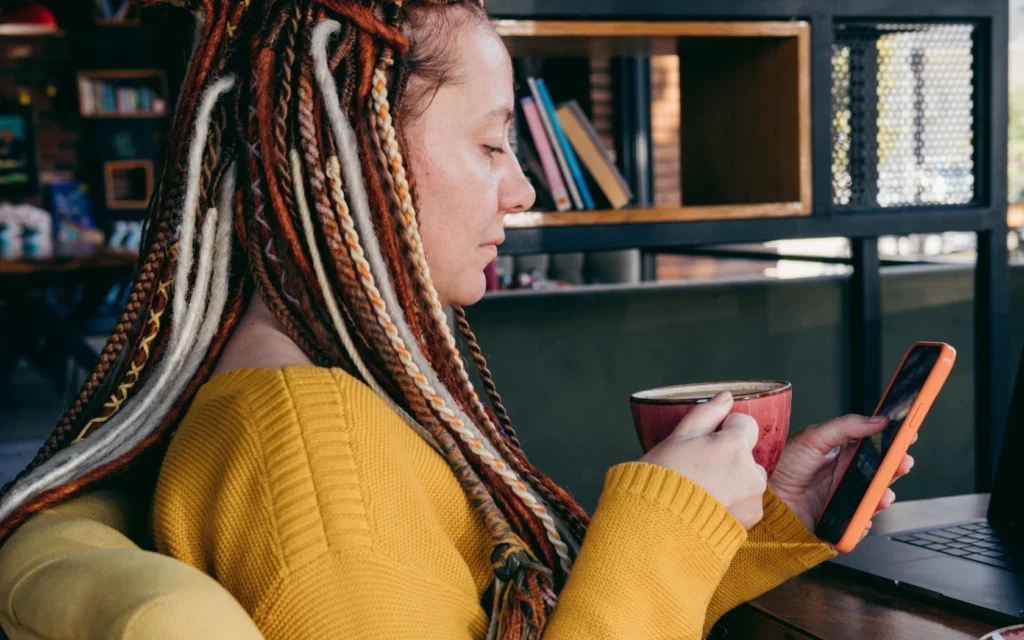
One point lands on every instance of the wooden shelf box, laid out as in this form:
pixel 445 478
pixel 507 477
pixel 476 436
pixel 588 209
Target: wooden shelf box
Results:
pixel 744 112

******

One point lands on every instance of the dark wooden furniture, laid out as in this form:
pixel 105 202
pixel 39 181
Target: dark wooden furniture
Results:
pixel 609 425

******

TASK BRIEF: Render the data from the line containing "One point lands on every instance of the wooden" through the line containing "pixel 744 112", both included, as a JSON list of strings with one string per line and blank lines omitted.

TASK RESPONSE:
[
  "One point lands on every instance of the wooden shelf box, laid out as in this form:",
  "pixel 445 478",
  "pixel 507 477",
  "pixel 476 436",
  "pixel 588 209",
  "Target: wooden shelf box",
  "Results:",
  "pixel 744 112"
]